**Extrait**
◇ ◇ ◇ ◇ ◇

Cette politique de flexibilisation des heures de travail s’est répercuté dans le secteur des politiques sociales. Le nombre de chômeurs-euses a augmenté et le temps de travail exigé pour avoir droit à la retraite a été augmenté. C’est l’accélération de la compétition qui a provoqué l’individualisation et la flexibilité, pas les préférences des travailleurs-euses sur le terrain. Ce processus a considérablement affaibli la solidarité au sein de la classe ouvrière. Mais même si les changements ont été imposés par la compétition, on ne peut pas dire que le résultat fut un allongement spectaculaire de la journée ou de la semaine de travail. Ce fut plutôt une augmentation de la disparité dans le temps de travail, certainEs y mettant beaucoup plus d’heures et les autres beaucoup moins.

◇ ◇ ◇ ◇ ◇

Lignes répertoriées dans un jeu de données
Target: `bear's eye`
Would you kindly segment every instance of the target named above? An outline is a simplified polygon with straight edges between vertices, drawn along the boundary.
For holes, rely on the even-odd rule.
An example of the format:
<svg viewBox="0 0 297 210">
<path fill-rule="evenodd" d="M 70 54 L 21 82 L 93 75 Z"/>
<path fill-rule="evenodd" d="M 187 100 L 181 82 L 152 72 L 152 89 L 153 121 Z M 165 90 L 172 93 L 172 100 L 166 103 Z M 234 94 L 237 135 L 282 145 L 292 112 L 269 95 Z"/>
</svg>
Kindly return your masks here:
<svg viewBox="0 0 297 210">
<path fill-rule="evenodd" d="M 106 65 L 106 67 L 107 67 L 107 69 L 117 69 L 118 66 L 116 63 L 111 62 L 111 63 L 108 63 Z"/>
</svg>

◇ ◇ ◇ ◇ ◇

**Consigne**
Relevez, sous forme de liste, tout ce dont l'extrait sur la flexibilisation du temps de travail dit qu'il a augmenté. Seul l'extrait doit servir de référence.

**Corrigé**
- le nombre de chômeurs-euses
- le temps de travail exigé pour avoir droit à la retraite
- la disparité dans le temps de travail